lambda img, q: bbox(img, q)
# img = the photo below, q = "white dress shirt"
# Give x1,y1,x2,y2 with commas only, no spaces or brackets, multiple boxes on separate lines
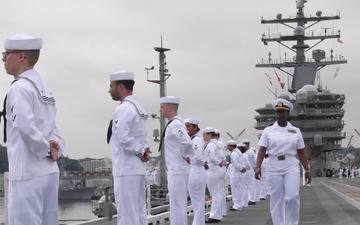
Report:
258,121,305,172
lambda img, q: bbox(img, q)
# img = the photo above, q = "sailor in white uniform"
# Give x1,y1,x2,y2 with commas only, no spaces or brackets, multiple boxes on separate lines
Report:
2,34,64,225
185,118,207,225
204,127,225,223
108,71,150,225
242,139,259,204
255,98,311,225
227,140,244,210
214,129,227,217
160,96,193,225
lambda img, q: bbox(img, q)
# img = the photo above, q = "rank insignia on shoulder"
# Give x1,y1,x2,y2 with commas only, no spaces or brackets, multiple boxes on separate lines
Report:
288,129,296,133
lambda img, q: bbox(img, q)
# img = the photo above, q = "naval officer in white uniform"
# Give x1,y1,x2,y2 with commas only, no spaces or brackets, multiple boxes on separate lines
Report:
185,118,207,225
255,98,311,225
108,71,150,225
2,34,64,225
160,96,193,225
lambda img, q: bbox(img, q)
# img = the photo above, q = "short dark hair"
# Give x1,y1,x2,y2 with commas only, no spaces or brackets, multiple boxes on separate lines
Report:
23,50,40,66
115,80,135,91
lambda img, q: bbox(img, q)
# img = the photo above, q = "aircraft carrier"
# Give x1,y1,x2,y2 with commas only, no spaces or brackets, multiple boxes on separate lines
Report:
255,0,347,176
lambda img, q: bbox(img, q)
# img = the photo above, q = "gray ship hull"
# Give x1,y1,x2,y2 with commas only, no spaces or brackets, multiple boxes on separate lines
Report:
59,187,96,200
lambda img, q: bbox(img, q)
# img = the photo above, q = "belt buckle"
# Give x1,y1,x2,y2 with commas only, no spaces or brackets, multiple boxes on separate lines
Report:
277,155,285,160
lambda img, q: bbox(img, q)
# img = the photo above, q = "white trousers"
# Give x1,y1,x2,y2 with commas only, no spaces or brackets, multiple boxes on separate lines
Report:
9,173,59,225
207,166,223,220
230,176,241,209
168,174,189,225
220,167,227,216
188,168,206,225
113,175,147,225
266,167,300,225
247,170,256,202
230,175,249,209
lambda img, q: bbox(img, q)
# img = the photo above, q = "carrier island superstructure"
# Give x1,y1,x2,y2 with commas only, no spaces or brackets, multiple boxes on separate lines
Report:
255,0,347,176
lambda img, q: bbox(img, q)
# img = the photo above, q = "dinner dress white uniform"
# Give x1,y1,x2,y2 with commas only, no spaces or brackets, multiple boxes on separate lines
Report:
110,95,149,225
205,139,224,221
164,115,193,225
188,131,206,225
6,69,64,225
259,158,270,199
258,121,305,225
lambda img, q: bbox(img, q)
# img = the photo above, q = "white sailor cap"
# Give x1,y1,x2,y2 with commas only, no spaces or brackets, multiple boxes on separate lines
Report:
160,96,180,105
227,140,237,146
272,98,293,111
214,129,220,134
184,118,200,126
203,127,215,133
4,33,42,50
241,139,250,144
110,71,134,81
237,143,246,148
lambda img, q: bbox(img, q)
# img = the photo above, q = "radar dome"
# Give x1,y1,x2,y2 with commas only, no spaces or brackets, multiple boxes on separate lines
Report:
296,89,307,101
294,26,305,36
302,84,317,92
301,85,318,96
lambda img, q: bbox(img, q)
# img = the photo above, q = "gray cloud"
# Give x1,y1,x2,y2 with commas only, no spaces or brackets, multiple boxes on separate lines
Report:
1,0,359,158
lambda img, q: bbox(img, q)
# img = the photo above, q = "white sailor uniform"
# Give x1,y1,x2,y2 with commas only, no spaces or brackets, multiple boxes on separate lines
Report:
110,95,149,225
230,148,251,209
216,138,227,216
6,69,64,225
205,139,224,221
258,121,305,225
188,131,206,225
164,115,193,225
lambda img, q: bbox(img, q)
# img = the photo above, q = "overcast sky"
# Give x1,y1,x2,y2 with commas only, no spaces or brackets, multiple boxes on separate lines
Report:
1,0,359,159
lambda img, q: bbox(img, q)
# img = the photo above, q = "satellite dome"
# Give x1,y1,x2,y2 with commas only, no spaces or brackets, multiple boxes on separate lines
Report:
294,26,305,36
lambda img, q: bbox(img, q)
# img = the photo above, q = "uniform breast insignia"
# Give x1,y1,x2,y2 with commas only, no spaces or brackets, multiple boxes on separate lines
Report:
178,129,184,137
288,129,297,133
277,155,286,160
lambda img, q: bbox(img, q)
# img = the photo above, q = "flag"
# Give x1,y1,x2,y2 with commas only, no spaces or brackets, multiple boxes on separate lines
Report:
274,69,281,82
337,38,344,44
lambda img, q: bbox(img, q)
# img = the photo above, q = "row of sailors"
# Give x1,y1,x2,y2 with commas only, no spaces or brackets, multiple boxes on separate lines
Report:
339,167,360,179
184,119,269,224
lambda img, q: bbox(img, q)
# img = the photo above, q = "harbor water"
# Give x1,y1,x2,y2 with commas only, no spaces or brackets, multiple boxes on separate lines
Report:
0,197,98,225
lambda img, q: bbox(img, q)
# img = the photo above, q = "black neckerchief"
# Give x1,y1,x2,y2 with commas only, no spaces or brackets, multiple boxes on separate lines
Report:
158,119,175,152
2,79,19,143
106,120,113,144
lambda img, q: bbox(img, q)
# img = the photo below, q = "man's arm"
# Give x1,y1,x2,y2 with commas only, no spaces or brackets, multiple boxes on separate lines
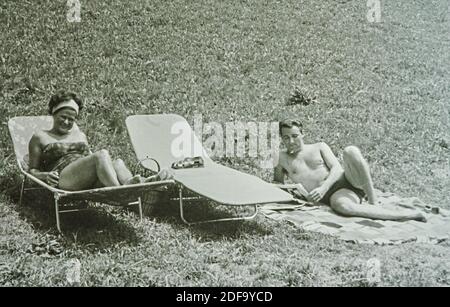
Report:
308,142,344,202
319,142,344,191
273,158,309,199
273,164,285,184
273,151,285,184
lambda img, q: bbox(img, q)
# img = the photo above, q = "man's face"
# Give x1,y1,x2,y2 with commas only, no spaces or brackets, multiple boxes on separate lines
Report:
281,126,303,154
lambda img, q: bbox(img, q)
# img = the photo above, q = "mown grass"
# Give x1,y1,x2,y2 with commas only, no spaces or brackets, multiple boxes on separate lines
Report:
0,0,449,286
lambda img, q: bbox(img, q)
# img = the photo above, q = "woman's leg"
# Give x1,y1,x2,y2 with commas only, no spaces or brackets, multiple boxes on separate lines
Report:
112,158,174,185
342,146,377,204
143,168,174,182
59,150,120,190
112,159,142,185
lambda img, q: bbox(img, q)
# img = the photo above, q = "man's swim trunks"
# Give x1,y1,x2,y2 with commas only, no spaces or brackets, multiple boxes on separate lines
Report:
320,175,365,205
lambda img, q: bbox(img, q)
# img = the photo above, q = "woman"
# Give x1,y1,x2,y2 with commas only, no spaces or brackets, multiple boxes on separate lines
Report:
28,91,171,190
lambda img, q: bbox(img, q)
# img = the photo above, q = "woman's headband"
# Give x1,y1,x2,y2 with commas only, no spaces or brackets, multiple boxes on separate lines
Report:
52,99,79,115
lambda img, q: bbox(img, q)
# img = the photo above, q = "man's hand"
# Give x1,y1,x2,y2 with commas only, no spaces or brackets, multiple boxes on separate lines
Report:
274,183,309,200
308,185,328,202
294,183,309,199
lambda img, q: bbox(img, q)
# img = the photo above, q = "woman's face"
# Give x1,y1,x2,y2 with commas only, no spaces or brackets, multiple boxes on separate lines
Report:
52,107,77,135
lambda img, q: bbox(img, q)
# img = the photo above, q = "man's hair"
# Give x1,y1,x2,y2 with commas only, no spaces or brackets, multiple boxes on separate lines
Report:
279,119,303,135
48,90,83,115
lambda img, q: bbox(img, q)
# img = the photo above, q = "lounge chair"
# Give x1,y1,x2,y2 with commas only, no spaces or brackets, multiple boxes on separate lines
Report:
8,116,174,232
126,114,293,225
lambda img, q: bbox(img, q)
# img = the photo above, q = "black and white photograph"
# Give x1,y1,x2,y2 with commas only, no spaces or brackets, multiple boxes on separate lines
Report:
0,0,448,288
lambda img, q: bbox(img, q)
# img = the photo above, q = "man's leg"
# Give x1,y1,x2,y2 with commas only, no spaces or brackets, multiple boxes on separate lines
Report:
342,146,377,204
330,189,426,222
59,150,120,190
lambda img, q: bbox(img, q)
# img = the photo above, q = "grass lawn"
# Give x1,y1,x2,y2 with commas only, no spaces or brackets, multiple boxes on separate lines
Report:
0,0,449,286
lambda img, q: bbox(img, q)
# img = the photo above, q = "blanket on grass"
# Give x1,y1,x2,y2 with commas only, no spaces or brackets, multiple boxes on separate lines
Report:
261,190,450,245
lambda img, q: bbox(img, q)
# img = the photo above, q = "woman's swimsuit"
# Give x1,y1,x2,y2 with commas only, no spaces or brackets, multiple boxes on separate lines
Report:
40,142,90,173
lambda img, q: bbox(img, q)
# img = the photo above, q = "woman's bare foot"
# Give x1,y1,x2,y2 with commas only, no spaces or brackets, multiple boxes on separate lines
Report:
144,175,158,183
124,175,143,185
144,169,174,183
158,169,174,180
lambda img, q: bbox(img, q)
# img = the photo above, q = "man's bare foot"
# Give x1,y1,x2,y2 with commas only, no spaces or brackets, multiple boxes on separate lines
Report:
399,212,427,223
415,212,427,223
366,194,378,205
361,181,377,205
367,198,381,206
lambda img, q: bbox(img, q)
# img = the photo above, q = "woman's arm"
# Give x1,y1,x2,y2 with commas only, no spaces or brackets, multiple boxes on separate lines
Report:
80,131,93,154
28,134,43,174
28,134,59,186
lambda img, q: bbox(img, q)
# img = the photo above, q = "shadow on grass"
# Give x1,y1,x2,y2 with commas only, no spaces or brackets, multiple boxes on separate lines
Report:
143,192,274,240
6,182,273,247
6,185,141,251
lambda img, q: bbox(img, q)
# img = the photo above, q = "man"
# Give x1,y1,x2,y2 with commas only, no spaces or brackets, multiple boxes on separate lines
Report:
274,119,426,222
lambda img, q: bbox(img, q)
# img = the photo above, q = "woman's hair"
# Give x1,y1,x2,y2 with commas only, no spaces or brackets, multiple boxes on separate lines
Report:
48,91,83,115
279,119,303,135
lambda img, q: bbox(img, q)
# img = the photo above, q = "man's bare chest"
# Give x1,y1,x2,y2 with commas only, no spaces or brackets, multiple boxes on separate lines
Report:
287,153,326,174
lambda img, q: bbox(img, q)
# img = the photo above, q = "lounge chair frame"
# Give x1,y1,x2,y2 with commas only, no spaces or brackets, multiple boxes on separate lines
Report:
134,156,258,225
9,116,173,232
18,169,144,233
127,114,293,226
173,186,258,226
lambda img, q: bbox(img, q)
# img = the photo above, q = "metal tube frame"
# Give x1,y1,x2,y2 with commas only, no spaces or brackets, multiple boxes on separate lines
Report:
21,175,143,232
177,186,258,226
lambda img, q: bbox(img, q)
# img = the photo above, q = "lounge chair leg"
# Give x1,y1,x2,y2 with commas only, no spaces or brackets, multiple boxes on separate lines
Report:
137,197,143,221
19,176,26,206
178,186,259,225
54,194,62,233
178,186,191,225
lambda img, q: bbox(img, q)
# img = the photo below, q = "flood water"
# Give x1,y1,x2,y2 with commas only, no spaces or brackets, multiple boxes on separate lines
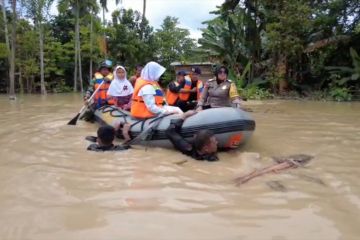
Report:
0,93,359,240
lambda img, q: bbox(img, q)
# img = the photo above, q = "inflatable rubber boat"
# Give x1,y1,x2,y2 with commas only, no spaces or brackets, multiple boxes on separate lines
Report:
93,106,255,149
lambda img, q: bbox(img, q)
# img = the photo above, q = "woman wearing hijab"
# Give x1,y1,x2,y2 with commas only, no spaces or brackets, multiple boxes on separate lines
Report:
131,61,180,119
107,65,134,110
196,65,243,111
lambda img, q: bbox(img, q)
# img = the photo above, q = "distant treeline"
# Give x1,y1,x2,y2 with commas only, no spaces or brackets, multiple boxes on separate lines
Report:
0,0,359,101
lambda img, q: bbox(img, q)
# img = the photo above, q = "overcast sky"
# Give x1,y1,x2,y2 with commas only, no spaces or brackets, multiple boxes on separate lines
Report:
109,0,224,38
49,0,224,39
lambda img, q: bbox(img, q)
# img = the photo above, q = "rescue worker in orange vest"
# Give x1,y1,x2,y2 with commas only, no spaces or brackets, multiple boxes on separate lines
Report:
176,67,204,111
131,61,182,119
165,70,188,109
85,60,115,109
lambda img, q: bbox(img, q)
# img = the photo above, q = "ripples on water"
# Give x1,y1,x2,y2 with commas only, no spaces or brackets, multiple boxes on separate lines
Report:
0,94,359,240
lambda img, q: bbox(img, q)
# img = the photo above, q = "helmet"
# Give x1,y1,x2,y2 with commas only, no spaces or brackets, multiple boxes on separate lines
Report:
99,59,113,70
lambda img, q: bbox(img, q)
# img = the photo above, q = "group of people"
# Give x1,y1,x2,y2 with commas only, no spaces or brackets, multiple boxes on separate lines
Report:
85,60,245,161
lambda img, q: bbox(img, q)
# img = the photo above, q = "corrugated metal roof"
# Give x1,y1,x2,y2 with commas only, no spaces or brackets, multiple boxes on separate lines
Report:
170,62,214,66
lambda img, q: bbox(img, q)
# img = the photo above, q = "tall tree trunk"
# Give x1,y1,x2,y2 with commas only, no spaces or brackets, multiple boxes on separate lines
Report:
142,0,146,21
26,76,30,93
89,13,93,83
1,0,10,65
9,0,16,99
276,54,288,94
73,43,78,92
78,35,83,93
75,1,83,93
139,0,146,40
73,2,79,92
102,6,107,58
39,23,46,95
18,70,23,93
30,75,35,93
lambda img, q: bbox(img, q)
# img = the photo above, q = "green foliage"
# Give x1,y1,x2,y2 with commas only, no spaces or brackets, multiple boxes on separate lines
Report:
159,71,174,88
328,86,352,101
154,16,196,68
23,0,55,24
1,0,360,97
51,79,73,93
239,85,273,100
0,43,8,58
326,48,360,86
197,0,360,98
108,9,156,68
231,61,251,89
198,6,252,70
44,33,71,78
263,0,312,61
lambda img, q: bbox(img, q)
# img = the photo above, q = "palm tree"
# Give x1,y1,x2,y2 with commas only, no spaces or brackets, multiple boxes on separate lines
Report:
1,0,12,97
9,0,17,99
59,0,97,92
99,0,121,57
142,0,146,21
24,0,55,95
86,1,99,82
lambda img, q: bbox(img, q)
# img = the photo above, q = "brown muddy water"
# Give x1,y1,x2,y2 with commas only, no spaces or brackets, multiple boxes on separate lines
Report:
0,93,359,240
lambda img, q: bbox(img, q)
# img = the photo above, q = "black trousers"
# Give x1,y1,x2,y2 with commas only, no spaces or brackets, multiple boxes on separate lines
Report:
175,100,197,112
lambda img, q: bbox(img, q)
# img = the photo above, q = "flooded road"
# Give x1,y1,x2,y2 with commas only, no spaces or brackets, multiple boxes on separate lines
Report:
0,94,359,240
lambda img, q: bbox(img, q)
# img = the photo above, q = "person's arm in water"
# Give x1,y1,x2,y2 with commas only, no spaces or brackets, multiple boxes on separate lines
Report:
165,118,193,155
87,143,130,152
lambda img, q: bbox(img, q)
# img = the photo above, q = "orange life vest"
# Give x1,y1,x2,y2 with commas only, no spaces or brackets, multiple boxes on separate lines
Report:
93,72,115,108
178,75,204,101
131,78,165,119
166,81,180,105
196,80,204,100
178,76,192,101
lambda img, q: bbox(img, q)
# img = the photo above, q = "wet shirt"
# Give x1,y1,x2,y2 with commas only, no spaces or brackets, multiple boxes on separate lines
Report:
87,144,129,152
165,120,218,162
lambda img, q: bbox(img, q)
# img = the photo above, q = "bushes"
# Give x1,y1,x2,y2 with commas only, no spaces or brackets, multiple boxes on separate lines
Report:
239,86,273,100
328,86,352,101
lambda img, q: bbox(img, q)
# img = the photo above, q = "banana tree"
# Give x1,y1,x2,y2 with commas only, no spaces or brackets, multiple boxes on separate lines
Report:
198,8,250,78
326,48,360,86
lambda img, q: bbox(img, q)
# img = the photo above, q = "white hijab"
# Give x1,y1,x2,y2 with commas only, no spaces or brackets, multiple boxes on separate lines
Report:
107,66,134,97
140,61,166,82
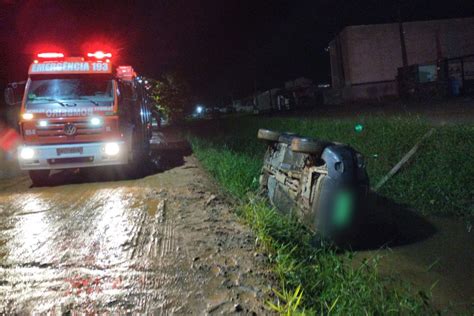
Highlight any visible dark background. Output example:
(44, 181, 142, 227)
(1, 0, 473, 105)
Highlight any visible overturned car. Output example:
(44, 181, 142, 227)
(258, 129, 369, 246)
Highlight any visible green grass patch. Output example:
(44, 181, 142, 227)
################
### TASK
In the entries above, identify every line with the string "uniform".

### COMPLETED TASK
# img = the photo above, q = "sailor in white uniform"
# img = the photo above, q = "naval officer in white uniform"
# img = the photo above, q = "dinner dress white uniform"
# img = the photo above, q = "white sailor uniform"
# img = the photo above, q = "uniform breast insignia"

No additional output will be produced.